Coordinate labeling data
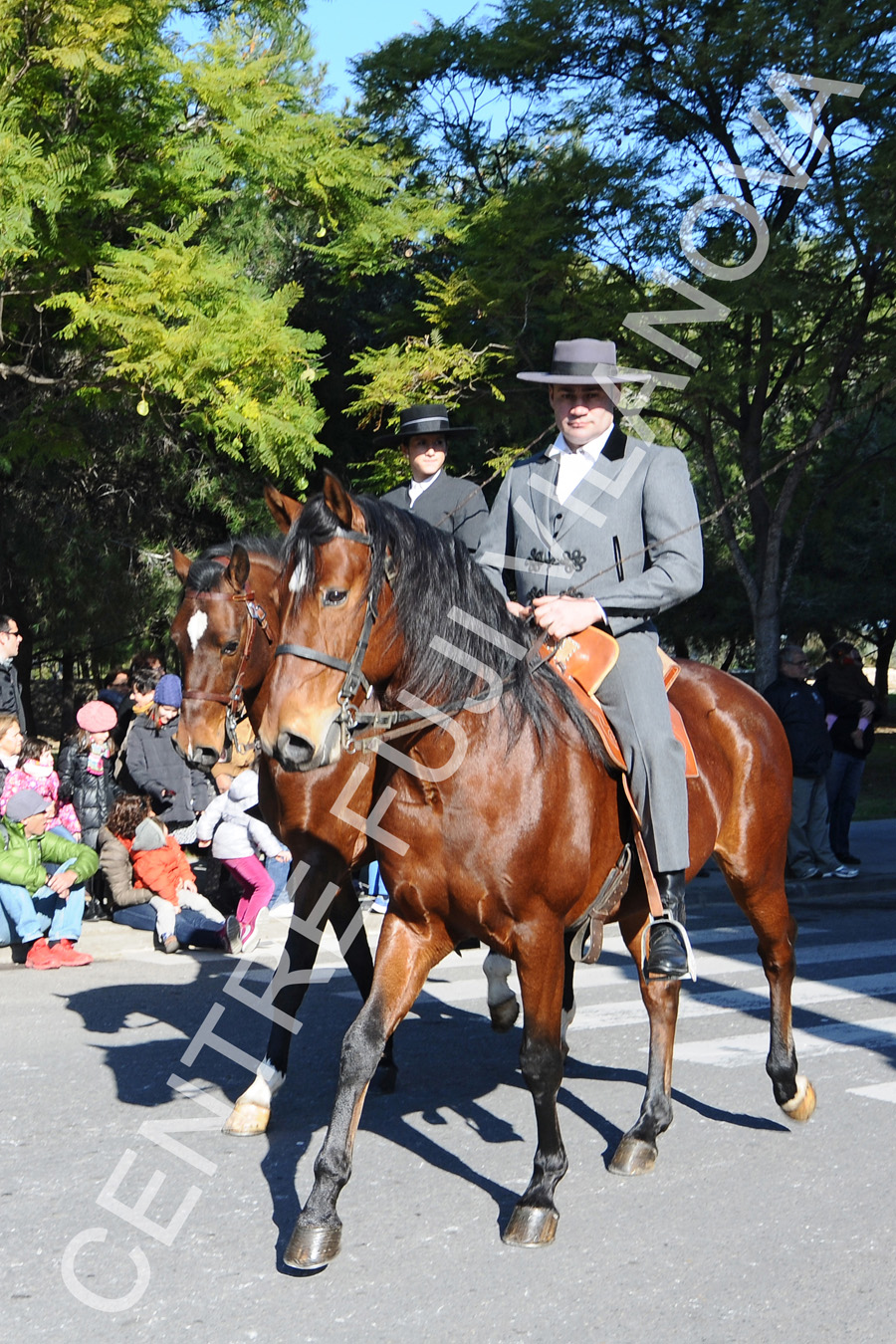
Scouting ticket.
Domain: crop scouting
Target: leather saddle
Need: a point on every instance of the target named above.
(581, 661)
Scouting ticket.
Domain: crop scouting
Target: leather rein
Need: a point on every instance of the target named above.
(256, 617)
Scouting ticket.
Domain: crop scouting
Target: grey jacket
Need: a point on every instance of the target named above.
(629, 535)
(449, 504)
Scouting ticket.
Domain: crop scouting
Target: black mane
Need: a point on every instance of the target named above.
(435, 575)
(206, 570)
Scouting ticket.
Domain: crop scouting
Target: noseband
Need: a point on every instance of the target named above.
(256, 615)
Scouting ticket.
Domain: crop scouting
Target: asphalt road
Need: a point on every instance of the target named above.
(750, 1229)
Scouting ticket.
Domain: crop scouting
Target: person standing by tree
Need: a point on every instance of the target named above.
(603, 530)
(802, 713)
(10, 691)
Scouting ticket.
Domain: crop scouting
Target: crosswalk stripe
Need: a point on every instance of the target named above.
(810, 1041)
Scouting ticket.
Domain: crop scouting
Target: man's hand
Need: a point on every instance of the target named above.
(561, 615)
(62, 882)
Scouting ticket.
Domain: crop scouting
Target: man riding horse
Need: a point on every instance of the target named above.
(603, 530)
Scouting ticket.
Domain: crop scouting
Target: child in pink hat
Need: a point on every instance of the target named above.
(87, 777)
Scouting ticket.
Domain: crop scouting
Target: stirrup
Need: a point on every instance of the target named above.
(685, 940)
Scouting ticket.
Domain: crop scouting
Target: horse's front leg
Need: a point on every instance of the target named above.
(534, 1221)
(404, 959)
(637, 1151)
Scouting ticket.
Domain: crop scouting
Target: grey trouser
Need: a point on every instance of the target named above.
(637, 705)
(807, 840)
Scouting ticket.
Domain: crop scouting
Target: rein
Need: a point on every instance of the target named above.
(256, 615)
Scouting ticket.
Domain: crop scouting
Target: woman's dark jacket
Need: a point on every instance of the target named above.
(156, 768)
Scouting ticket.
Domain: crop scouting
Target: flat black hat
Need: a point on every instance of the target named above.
(427, 418)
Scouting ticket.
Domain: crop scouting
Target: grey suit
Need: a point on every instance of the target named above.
(629, 537)
(450, 504)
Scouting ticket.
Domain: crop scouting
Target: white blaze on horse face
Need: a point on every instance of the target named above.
(196, 626)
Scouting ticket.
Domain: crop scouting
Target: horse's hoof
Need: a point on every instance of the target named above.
(634, 1158)
(247, 1117)
(802, 1105)
(314, 1246)
(385, 1077)
(504, 1013)
(531, 1226)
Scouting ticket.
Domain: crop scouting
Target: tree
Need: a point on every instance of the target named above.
(786, 112)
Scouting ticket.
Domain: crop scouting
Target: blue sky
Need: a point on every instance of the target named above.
(345, 29)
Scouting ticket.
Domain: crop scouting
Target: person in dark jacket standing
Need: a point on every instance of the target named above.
(449, 504)
(156, 767)
(802, 713)
(10, 692)
(87, 777)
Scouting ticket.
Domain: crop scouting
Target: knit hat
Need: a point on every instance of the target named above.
(149, 835)
(169, 691)
(96, 717)
(26, 803)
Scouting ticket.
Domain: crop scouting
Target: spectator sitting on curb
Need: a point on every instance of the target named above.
(131, 905)
(35, 901)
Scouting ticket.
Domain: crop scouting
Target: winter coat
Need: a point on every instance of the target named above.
(118, 872)
(158, 862)
(22, 857)
(156, 768)
(227, 824)
(49, 787)
(91, 794)
(802, 713)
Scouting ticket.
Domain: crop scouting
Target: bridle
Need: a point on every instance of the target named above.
(376, 725)
(256, 617)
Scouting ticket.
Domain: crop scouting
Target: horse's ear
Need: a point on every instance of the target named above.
(237, 571)
(283, 508)
(180, 561)
(337, 499)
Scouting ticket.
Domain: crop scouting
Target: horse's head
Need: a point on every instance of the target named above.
(225, 630)
(332, 645)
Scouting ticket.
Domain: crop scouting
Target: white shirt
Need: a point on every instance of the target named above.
(415, 488)
(575, 465)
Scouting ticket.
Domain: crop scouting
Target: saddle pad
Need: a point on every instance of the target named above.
(581, 661)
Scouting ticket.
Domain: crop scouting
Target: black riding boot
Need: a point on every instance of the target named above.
(666, 955)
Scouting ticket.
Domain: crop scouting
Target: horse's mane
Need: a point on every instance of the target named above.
(434, 575)
(206, 570)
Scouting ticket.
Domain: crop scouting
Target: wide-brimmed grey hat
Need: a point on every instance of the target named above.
(583, 363)
(427, 418)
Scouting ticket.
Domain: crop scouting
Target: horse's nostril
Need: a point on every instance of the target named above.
(293, 752)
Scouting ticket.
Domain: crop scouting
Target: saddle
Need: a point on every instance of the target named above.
(583, 660)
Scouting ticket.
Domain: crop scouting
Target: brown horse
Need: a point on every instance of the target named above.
(503, 818)
(225, 632)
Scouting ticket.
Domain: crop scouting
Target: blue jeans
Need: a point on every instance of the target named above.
(191, 928)
(844, 782)
(31, 917)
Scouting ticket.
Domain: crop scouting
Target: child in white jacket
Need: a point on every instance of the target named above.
(237, 840)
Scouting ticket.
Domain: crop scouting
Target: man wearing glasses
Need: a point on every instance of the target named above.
(10, 694)
(802, 713)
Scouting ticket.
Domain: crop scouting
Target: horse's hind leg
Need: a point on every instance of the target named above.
(535, 1217)
(765, 903)
(403, 960)
(637, 1151)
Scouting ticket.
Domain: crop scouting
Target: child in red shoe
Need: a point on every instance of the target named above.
(38, 902)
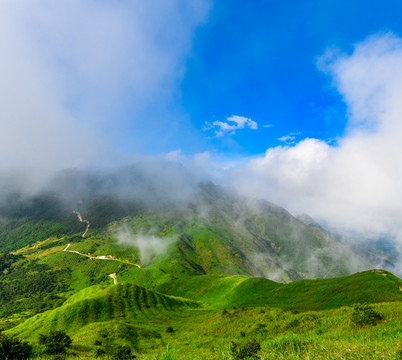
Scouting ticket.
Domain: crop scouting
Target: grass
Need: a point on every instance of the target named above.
(183, 290)
(207, 334)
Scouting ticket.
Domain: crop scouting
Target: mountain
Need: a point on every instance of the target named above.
(119, 257)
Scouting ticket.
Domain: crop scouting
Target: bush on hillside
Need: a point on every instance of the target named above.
(123, 352)
(56, 342)
(11, 348)
(364, 314)
(248, 351)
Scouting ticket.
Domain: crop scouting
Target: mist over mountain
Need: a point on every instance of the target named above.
(259, 238)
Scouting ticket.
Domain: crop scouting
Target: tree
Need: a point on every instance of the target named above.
(56, 342)
(11, 348)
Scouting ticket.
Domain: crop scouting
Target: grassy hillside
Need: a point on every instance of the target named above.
(191, 275)
(302, 295)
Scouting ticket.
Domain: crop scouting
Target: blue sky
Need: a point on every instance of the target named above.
(258, 59)
(297, 102)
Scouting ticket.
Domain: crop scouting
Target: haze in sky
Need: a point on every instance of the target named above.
(297, 102)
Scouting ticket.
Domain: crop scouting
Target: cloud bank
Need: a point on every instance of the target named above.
(78, 76)
(356, 183)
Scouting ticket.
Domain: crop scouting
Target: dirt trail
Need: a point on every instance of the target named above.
(102, 257)
(84, 221)
(114, 277)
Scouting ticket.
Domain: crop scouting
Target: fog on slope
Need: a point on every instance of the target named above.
(353, 186)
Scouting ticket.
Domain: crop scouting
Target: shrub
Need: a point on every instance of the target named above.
(123, 352)
(99, 352)
(364, 314)
(248, 351)
(12, 348)
(56, 342)
(291, 343)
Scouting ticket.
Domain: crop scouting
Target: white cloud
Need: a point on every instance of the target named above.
(69, 69)
(233, 123)
(290, 138)
(356, 183)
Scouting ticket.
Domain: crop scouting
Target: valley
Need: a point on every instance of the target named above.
(247, 270)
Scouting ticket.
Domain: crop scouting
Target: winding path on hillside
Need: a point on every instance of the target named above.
(101, 257)
(114, 277)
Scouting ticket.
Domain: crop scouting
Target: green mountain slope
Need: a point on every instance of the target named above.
(372, 286)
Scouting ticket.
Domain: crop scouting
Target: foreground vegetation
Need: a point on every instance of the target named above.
(205, 296)
(209, 334)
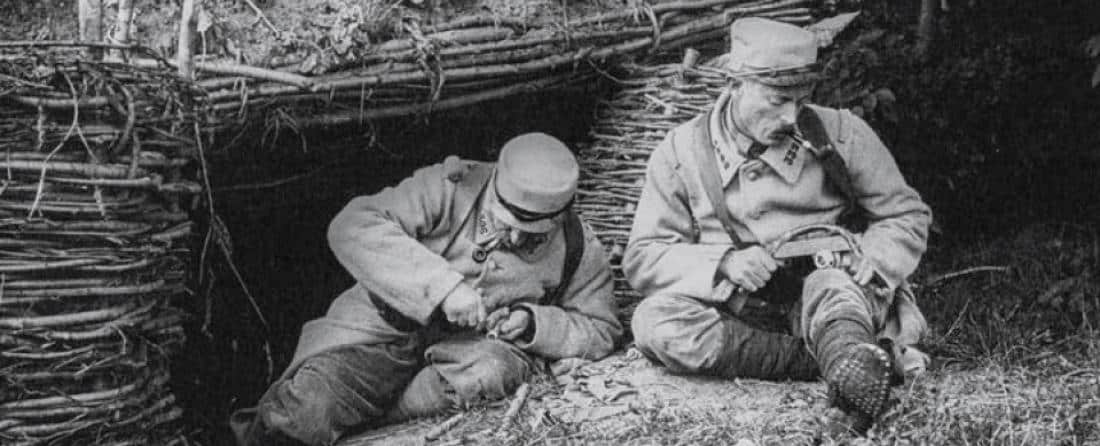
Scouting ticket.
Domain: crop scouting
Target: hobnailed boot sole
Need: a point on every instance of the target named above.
(859, 382)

• [INSTRUCTION]:
Pick out every line of the items that contains the string "saddle", and copy each one. Matching is case-sensitive.

• [CORRECT RESULT]:
Target: leather saddle
Target: saddle pad
Target: saddle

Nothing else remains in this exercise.